- TEXTABSCHNITT:
- - -
Sept./Okt. 2017 Der Versuch des Rajoy-Regimes in Tateinheit mit dem Verfassungsgericht das Referendum zu verhindern — per Verbot, mit Anklagen wg. Anstachelung zum „Aufruhr“, Veranstaltungsverboten, Sperrung von mehr als 100 Websites, Verhaftung von Regierungsmitgliedern, dem brutalem Einsatz der Guardia Civil und Nationalpolizei, um die Katalanen an der Ausübung ihres Wahlrechts zu hindern oder die Wahllokale zu stürmen + die Wahlurnen mit den abgegebenen Stimmzetteln zu beschlagnahmen, scheiterte an dem vielfältigen klugen, kreativen, friedfertigen Widerstand von Millionen – es gelang mehr als 2,2 Millionen WählerInnen in 2000 Wahllokalen ihre Stimme abzugeben bei einem 90%igem JA zur Unabhängigkeit; nur in knapp 100 Wahllokalen konnten die Urnen beschlagnahmt werden.

Im Gefolge des Referendums wurde der Druck auf die katalanische Regierung von verschiedenen Seiten erhöht.

König Felipe forderte Rajoy auf durchzugreifen und die „verfassungsmäßige Ordnung“ wiederherzustellen, was als Hinweis verstanden werden kann, Art. 155 anzuwenden, d.h. die katalanischen Institutionen aufzulösen und unter zentrale Zwangsverwaltung zu stellen. (4)
- - -
- VORLIEGENDE EINTRÄGE:

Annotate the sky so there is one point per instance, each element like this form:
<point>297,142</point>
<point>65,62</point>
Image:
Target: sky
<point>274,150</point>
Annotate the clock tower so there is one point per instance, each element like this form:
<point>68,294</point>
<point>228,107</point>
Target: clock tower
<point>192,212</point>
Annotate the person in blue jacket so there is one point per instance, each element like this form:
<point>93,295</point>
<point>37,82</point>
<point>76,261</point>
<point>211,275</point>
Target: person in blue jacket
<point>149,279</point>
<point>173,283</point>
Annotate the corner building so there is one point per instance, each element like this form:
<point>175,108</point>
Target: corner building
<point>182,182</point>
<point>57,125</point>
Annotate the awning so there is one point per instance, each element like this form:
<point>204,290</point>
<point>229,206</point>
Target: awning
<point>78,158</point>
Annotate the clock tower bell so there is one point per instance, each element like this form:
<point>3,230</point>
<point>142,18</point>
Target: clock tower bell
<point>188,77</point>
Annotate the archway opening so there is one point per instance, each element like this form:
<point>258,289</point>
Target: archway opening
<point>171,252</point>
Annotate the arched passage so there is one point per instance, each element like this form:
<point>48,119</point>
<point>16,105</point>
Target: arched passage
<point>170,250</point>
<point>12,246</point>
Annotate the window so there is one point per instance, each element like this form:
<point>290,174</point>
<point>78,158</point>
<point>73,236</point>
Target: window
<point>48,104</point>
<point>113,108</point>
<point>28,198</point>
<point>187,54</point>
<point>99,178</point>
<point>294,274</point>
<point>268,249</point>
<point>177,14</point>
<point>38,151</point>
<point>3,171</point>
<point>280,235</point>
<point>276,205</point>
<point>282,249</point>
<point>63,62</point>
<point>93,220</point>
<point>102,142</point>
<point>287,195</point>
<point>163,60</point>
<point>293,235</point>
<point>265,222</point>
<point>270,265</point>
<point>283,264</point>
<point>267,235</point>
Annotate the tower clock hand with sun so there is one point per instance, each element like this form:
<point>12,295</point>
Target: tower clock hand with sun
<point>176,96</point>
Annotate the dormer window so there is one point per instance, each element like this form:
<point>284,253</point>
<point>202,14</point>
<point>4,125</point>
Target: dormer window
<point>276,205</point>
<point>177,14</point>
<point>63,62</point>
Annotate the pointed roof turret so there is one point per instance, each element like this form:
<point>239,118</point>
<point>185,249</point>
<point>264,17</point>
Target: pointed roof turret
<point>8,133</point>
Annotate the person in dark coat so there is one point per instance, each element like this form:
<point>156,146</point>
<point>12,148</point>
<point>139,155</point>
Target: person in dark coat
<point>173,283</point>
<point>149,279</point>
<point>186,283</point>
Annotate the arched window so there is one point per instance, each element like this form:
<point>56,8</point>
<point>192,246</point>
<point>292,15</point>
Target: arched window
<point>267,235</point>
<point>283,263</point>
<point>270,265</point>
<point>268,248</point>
- - -
- PFLICHTAUFGABE 1:
Beantworten Sie zum Textabschnitt über das katalanische Referendum folgende Fragen:
(a) Wie viele Wählerinnen und Wähler konnten ihre Stimme abgeben?
(b) In wie vielen Wahllokalen gelang es, die Urnen zu beschlagnahmen?
(c) Wen forderte König Felipe zum Durchgreifen auf?
- PFLICHTAUFGABE 2: Schreiben Sie aus dem Textabschnitt den Teil ab, der bei den Worten „Sept./Okt. 2017 Der“ einsetzt, und enden Sie nach den Worten „Urnen beschlagnahmt werden.“.
Die Einträge spielen hier keine Rolle.

- FERTIGE ANTWORT 1:
(a) Mehr als 2,2 Millionen.
(b) In knapp 100 Wahllokalen.
(c) Rajoy.

- FERTIGE ANTWORT 2:
Sept./Okt. 2017 Der Versuch des Rajoy-Regimes in Tateinheit mit dem Verfassungsgericht das Referendum zu verhindern — per Verbot, mit Anklagen wg. Anstachelung zum „Aufruhr“, Veranstaltungsverboten, Sperrung von mehr als 100 Websites, Verhaftung von Regierungsmitgliedern, dem brutalem Einsatz der Guardia Civil und Nationalpolizei, um die Katalanen an der Ausübung ihres Wahlrechts zu hindern oder die Wahllokale zu stürmen + die Wahlurnen mit den abgegebenen Stimmzetteln zu beschlagnahmen, scheiterte an dem vielfältigen klugen, kreativen, friedfertigen Widerstand von Millionen – es gelang mehr als 2,2 Millionen WählerInnen in 2000 Wahllokalen ihre Stimme abzugeben bei einem 90%igem JA zur Unabhängigkeit; nur in knapp 100 Wahllokalen konnten die Urnen beschlagnahmt werden.